Saved data entries:
--- Begin ---
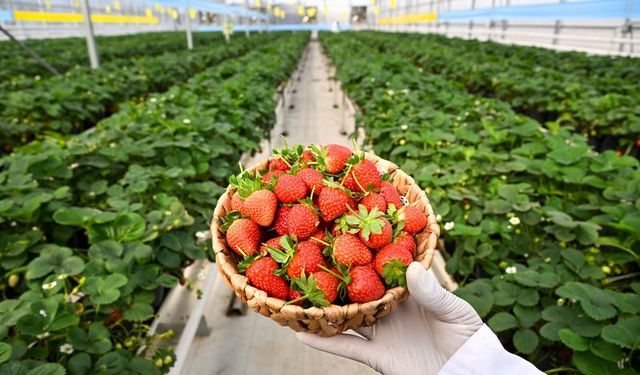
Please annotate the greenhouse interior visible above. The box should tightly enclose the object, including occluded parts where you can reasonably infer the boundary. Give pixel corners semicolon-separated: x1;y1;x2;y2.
0;0;640;375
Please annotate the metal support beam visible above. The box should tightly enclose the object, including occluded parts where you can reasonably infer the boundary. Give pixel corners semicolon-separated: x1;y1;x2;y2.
80;0;100;69
0;25;60;75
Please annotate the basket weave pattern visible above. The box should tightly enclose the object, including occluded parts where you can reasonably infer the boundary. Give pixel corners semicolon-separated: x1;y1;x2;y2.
211;153;440;337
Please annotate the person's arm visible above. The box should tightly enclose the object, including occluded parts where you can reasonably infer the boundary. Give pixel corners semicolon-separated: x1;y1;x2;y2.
297;262;541;375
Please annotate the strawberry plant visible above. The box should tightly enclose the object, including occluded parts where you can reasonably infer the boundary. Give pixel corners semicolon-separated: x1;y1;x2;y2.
321;33;640;374
0;34;308;375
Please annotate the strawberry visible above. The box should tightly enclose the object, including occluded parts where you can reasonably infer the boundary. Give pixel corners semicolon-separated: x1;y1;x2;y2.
344;159;381;193
273;206;291;236
398;206;427;233
359;217;393;249
275;174;307;203
262;169;284;186
247;257;289;300
269;158;291;172
287;240;327;279
318;187;353;221
287;204;320;240
374;243;413;287
298;168;324;195
300;150;316;165
243;190;278;227
260;237;284;254
315;144;353;174
347;266;385;303
333;234;373;266
226;219;262;256
394;233;416;256
380;181;402;211
360;193;387;212
231;193;244;215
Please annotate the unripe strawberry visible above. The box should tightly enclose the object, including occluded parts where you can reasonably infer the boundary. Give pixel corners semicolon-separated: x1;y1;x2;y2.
274;174;307;203
247;257;289;300
243;190;278;227
374;244;413;287
333;234;373;266
318;186;353;222
287;204;320;240
324;144;353;174
298;168;324;196
347;266;385;303
344;159;380;193
398;206;427;233
360;193;387;213
269;159;291;172
380;181;402;210
287;240;327;279
226;219;262;256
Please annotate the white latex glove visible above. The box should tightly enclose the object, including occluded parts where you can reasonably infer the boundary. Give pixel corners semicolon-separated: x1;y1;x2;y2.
297;262;483;375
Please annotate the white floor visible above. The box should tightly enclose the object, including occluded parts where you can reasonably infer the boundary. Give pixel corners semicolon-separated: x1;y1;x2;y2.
182;35;376;375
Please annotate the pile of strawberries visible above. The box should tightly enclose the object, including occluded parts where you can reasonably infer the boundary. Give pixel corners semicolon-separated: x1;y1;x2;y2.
222;144;427;307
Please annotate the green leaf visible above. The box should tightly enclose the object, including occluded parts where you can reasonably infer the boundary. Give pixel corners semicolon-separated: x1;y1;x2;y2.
487;312;518;332
590;339;624;362
558;328;589;352
123;303;154;322
27;363;67;375
513;305;540;328
67;353;91;375
0;342;13;363
602;316;640;349
513;328;540;354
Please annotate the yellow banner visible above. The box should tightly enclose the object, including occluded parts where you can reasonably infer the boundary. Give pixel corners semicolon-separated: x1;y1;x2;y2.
13;10;159;24
378;12;438;25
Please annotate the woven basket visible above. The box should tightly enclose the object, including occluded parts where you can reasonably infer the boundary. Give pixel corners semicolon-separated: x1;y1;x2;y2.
211;153;440;337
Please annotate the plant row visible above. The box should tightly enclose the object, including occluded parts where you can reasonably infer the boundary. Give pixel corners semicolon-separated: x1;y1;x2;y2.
0;32;223;89
350;33;640;144
321;34;640;374
0;34;308;375
0;34;272;152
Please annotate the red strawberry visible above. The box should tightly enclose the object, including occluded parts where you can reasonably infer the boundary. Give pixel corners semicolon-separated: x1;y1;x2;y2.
300;150;316;164
398;206;427;233
262;169;284;186
231;193;244;215
395;233;416;256
360;193;387;213
247;257;289;300
275;174;307;203
298;168;324;196
359;217;393;249
287;204;320;240
269;159;291;172
324;144;353;174
318;186;353;221
227;219;262;256
344;159;381;193
260;237;284;254
333;234;373;266
374;243;413;287
273;206;291;236
380;181;402;210
243;190;278;227
287;241;327;279
347;266;385;303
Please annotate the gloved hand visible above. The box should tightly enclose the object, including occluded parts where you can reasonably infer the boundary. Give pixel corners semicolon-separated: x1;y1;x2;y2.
297;262;482;375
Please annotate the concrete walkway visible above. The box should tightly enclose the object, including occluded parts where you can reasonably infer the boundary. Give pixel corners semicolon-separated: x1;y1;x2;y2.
182;34;376;375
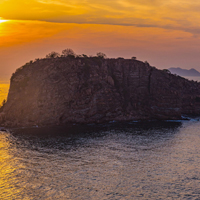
--- End ---
• **WHAT YOU HAVE TO DO**: Reproduce every line of the data from the line containing "Please annotate the red" through the end of the data, both ends included, with the requests kept as they are and each pixel coordinate in the answers shifted up by 11. Leave the pictures out of your answer.

• **ANSWER TO THE PROBLEM**:
Please annotate the red strawberry visible above. The box should tightly enclose the object, including occluded parts where you can reasonably infer the boundary. Give pixel corners semicolon-separated: x1;y1;x2;y2.
311;161;327;175
409;217;438;244
273;180;295;197
242;204;255;226
406;244;427;267
371;204;398;224
258;268;300;311
286;185;318;214
309;179;335;207
370;228;404;260
298;215;331;251
280;170;302;183
335;155;364;185
329;197;364;232
238;230;273;267
355;170;392;204
271;248;295;265
344;245;384;277
385;254;424;298
284;217;302;247
391;192;413;221
254;201;289;238
298;252;338;290
358;277;396;314
Please annotate the gloved hand visible above. The box should tightly enclose the object, including occluded parts where you can reasonably infer the boundary. Give pixel corners semicolon-separated: x1;y1;x2;y2.
308;273;493;386
Please annotate the concrete walkway visible above. The box should tightly enclose the object, including occluded parts where you can reasonably infer the boundary. Give pixel corners semicolon-separated: x1;y1;x2;y2.
193;45;387;386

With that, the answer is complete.